[[ DATA EXCERPTS, beginning ]]
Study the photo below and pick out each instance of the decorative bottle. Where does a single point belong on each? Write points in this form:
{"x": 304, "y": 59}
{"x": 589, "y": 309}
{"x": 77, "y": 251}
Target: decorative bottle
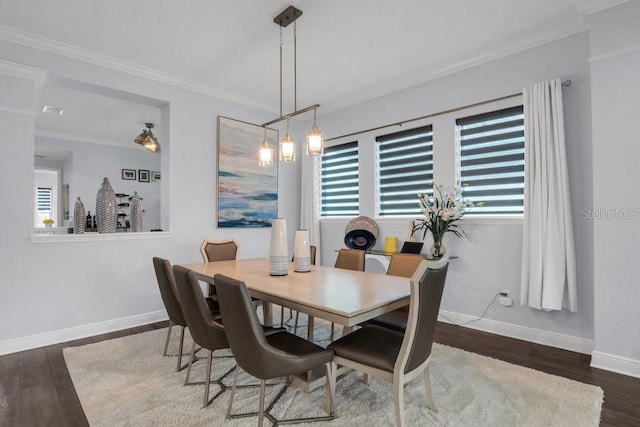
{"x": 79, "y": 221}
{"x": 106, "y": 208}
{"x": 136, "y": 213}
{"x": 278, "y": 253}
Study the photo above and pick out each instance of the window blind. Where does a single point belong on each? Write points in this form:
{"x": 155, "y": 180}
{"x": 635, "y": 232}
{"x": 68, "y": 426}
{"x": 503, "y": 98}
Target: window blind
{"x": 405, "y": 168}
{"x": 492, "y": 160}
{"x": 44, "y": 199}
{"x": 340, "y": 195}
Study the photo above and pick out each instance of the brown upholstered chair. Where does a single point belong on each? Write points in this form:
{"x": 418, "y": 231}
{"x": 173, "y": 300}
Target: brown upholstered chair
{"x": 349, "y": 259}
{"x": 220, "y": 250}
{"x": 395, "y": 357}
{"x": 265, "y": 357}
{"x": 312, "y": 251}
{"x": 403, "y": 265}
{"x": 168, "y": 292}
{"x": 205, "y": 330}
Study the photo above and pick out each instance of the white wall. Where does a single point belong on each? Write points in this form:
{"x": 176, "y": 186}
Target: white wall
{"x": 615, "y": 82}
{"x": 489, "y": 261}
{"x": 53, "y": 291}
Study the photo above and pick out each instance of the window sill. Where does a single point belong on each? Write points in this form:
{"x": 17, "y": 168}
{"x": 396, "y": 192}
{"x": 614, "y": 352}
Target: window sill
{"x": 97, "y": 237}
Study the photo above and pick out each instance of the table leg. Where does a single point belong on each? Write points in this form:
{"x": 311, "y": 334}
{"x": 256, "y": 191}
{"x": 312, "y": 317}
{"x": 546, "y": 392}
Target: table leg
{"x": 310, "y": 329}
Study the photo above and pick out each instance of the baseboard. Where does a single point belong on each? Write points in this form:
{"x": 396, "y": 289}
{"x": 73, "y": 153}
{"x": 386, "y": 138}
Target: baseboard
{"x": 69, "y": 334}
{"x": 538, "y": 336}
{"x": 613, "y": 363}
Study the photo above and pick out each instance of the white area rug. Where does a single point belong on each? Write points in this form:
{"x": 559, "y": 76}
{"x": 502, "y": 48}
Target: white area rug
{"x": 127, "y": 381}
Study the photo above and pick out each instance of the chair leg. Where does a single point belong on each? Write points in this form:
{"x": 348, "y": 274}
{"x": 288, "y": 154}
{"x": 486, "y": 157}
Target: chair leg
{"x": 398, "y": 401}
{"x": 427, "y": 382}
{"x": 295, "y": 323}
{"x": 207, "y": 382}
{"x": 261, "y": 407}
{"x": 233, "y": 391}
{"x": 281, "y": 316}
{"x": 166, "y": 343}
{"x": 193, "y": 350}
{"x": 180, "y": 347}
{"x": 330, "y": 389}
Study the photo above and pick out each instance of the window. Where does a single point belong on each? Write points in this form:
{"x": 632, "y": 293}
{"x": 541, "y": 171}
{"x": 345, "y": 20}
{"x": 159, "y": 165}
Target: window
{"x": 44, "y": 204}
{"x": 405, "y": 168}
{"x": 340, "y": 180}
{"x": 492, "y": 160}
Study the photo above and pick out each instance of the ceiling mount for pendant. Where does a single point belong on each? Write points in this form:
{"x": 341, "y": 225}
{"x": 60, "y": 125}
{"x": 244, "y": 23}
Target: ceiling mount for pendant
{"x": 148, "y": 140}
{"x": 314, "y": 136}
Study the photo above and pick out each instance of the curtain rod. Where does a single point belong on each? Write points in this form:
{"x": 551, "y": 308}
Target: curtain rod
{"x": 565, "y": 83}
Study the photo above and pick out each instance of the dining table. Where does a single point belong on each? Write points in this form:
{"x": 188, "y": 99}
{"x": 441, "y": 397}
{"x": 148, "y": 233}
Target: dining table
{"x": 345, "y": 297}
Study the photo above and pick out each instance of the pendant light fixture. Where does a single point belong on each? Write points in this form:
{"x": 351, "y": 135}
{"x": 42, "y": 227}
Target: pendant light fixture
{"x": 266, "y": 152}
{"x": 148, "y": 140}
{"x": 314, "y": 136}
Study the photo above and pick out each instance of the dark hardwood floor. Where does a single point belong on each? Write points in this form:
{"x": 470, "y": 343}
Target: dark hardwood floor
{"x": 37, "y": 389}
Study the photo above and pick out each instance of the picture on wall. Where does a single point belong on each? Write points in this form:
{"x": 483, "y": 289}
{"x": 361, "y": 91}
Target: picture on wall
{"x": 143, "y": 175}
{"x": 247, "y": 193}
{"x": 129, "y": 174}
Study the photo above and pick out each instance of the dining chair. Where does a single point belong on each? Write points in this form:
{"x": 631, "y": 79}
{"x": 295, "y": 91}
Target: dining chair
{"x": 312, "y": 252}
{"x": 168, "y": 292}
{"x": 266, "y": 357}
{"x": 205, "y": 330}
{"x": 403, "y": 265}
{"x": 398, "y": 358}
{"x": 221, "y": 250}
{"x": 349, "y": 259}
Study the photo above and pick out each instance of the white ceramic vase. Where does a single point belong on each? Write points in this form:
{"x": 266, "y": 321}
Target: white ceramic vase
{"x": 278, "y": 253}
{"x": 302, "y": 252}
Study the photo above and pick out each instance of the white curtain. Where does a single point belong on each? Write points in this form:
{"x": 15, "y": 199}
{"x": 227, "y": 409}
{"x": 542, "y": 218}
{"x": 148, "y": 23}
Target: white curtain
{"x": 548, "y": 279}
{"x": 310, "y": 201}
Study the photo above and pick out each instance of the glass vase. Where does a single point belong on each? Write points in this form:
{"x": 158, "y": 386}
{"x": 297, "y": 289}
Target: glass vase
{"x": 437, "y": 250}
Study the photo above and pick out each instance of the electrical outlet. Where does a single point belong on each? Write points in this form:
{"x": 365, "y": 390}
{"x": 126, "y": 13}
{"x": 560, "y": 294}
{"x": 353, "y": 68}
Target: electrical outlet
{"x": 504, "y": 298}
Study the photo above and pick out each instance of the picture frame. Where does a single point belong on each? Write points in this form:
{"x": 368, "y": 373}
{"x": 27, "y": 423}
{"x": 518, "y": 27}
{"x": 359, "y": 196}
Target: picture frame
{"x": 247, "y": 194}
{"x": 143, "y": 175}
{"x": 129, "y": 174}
[[ DATA EXCERPTS, end ]]
## ASSIGNED TASK
Give every line of the listing above again, exactly, with no images.

## ANSWER TO THE PROBLEM
Study the photo below and pick out each instance of the decorative bottle. Where does a single point belong on each? Write points in this form:
{"x": 304, "y": 59}
{"x": 589, "y": 309}
{"x": 77, "y": 251}
Target: decorative bottle
{"x": 79, "y": 221}
{"x": 106, "y": 208}
{"x": 136, "y": 213}
{"x": 278, "y": 253}
Study the photo above and pick out each instance of the window blind. Where does a single point belong on each? Write points in this form:
{"x": 155, "y": 180}
{"x": 635, "y": 232}
{"x": 68, "y": 426}
{"x": 503, "y": 98}
Target: window blind
{"x": 405, "y": 168}
{"x": 492, "y": 160}
{"x": 44, "y": 199}
{"x": 340, "y": 195}
Study the photo above and pick out each instance of the brown upholstered chair. Where does a single point belong on each? Write points in this form:
{"x": 418, "y": 231}
{"x": 173, "y": 300}
Target: brown upholstered chair
{"x": 349, "y": 259}
{"x": 220, "y": 250}
{"x": 395, "y": 357}
{"x": 265, "y": 357}
{"x": 312, "y": 251}
{"x": 403, "y": 265}
{"x": 168, "y": 292}
{"x": 205, "y": 330}
Study the photo above and pick out each instance of the white wall. Where does a single point belong on each? Write points in this form:
{"x": 176, "y": 186}
Target: white wall
{"x": 615, "y": 82}
{"x": 489, "y": 261}
{"x": 53, "y": 291}
Study the photo above and pick out each instance of the window sill. Where does a single point belong on each? Write points in this form:
{"x": 17, "y": 168}
{"x": 396, "y": 192}
{"x": 614, "y": 352}
Target: window sill
{"x": 97, "y": 237}
Study the photo above and pick out each instance of the table leg. Where does a single point belong on each? Write points in this form:
{"x": 311, "y": 334}
{"x": 256, "y": 191}
{"x": 312, "y": 317}
{"x": 546, "y": 392}
Target: table leg
{"x": 310, "y": 329}
Study the photo above and pick out each instance of the baseboard. Where does a single point belong on each? Write points in this form:
{"x": 396, "y": 289}
{"x": 73, "y": 153}
{"x": 386, "y": 138}
Target: baseboard
{"x": 69, "y": 334}
{"x": 538, "y": 336}
{"x": 613, "y": 363}
Study the photo above and pick out each instance of the white area rug. Where does a single point belong on each? Write points in this form:
{"x": 559, "y": 76}
{"x": 502, "y": 48}
Target: white area rug
{"x": 127, "y": 381}
Study the photo above and pick out each instance of the chair leg. Where does a single point belong on each? Write points in this form:
{"x": 348, "y": 274}
{"x": 288, "y": 154}
{"x": 486, "y": 157}
Target: chair leg
{"x": 398, "y": 401}
{"x": 427, "y": 382}
{"x": 295, "y": 323}
{"x": 207, "y": 382}
{"x": 261, "y": 407}
{"x": 233, "y": 391}
{"x": 281, "y": 316}
{"x": 166, "y": 343}
{"x": 193, "y": 350}
{"x": 180, "y": 347}
{"x": 330, "y": 389}
Study the photo above and pick out each instance of the window. Where does a single point belong on each? Write points in this form:
{"x": 632, "y": 293}
{"x": 541, "y": 171}
{"x": 345, "y": 20}
{"x": 159, "y": 165}
Target: window
{"x": 44, "y": 204}
{"x": 405, "y": 168}
{"x": 340, "y": 180}
{"x": 492, "y": 160}
Study the photo above and pick out each instance of the ceiling mount for pendant. Where does a single point belong on each? Write points in this form:
{"x": 341, "y": 225}
{"x": 60, "y": 125}
{"x": 244, "y": 23}
Target: ceiling mount for pendant
{"x": 148, "y": 140}
{"x": 314, "y": 136}
Study the photo above and pick out each instance of the curtain rod. Where does a single point belong on each? Write points in this form:
{"x": 551, "y": 308}
Target: curtain rod
{"x": 565, "y": 83}
Study the photo above and pick out each instance of the dining table. Where does a single point belong on each? Write points in this form:
{"x": 188, "y": 99}
{"x": 441, "y": 397}
{"x": 148, "y": 233}
Target: dining table
{"x": 345, "y": 297}
Study the photo above and pick out each instance of the pendant light fixture. Where does a single point belong on each? Write points in this form:
{"x": 351, "y": 135}
{"x": 42, "y": 227}
Target: pendant light fixture
{"x": 266, "y": 152}
{"x": 148, "y": 140}
{"x": 314, "y": 136}
Study the photo above and pick out each instance of the dark hardwood floor. Where does a single point belong on each? Write points in this form:
{"x": 470, "y": 343}
Target: dark hardwood floor
{"x": 37, "y": 389}
Study the photo above and pick out each instance of the picture on wall. Where does a single point belong on each? Write points in this form:
{"x": 483, "y": 289}
{"x": 361, "y": 91}
Target: picture on wall
{"x": 143, "y": 175}
{"x": 247, "y": 193}
{"x": 129, "y": 174}
Study the photo above and pick out each instance of the dining chair. Where does a single point belong on each? Write points in this form:
{"x": 631, "y": 79}
{"x": 295, "y": 91}
Target: dining chair
{"x": 312, "y": 252}
{"x": 168, "y": 292}
{"x": 266, "y": 357}
{"x": 205, "y": 330}
{"x": 403, "y": 265}
{"x": 398, "y": 358}
{"x": 221, "y": 250}
{"x": 349, "y": 259}
Study the photo above and pick out each instance of the white ceramic vase. Where does a single point belong on each? Write points in this form:
{"x": 266, "y": 321}
Target: white ceramic vase
{"x": 278, "y": 253}
{"x": 302, "y": 252}
Study the photo above and pick out each instance of the white curtain. Where does a single point belong on each? Write points in this form:
{"x": 15, "y": 199}
{"x": 227, "y": 409}
{"x": 542, "y": 218}
{"x": 148, "y": 23}
Target: white curtain
{"x": 548, "y": 279}
{"x": 310, "y": 201}
Study the photo above and pick out each instance of the glass vase. Where does a single point belong on each? Write points in this form:
{"x": 158, "y": 386}
{"x": 297, "y": 289}
Target: glass vase
{"x": 437, "y": 250}
Study the photo above and pick out each instance of the electrical outlet. Where does a single point belong on each? Write points in this form:
{"x": 365, "y": 390}
{"x": 126, "y": 13}
{"x": 560, "y": 294}
{"x": 353, "y": 68}
Target: electrical outlet
{"x": 504, "y": 298}
Study the photo above and pick out each instance of the picture frame. Where does a single point belong on each? Write points in this form:
{"x": 368, "y": 373}
{"x": 27, "y": 423}
{"x": 518, "y": 27}
{"x": 359, "y": 196}
Target: picture frame
{"x": 247, "y": 194}
{"x": 143, "y": 175}
{"x": 129, "y": 174}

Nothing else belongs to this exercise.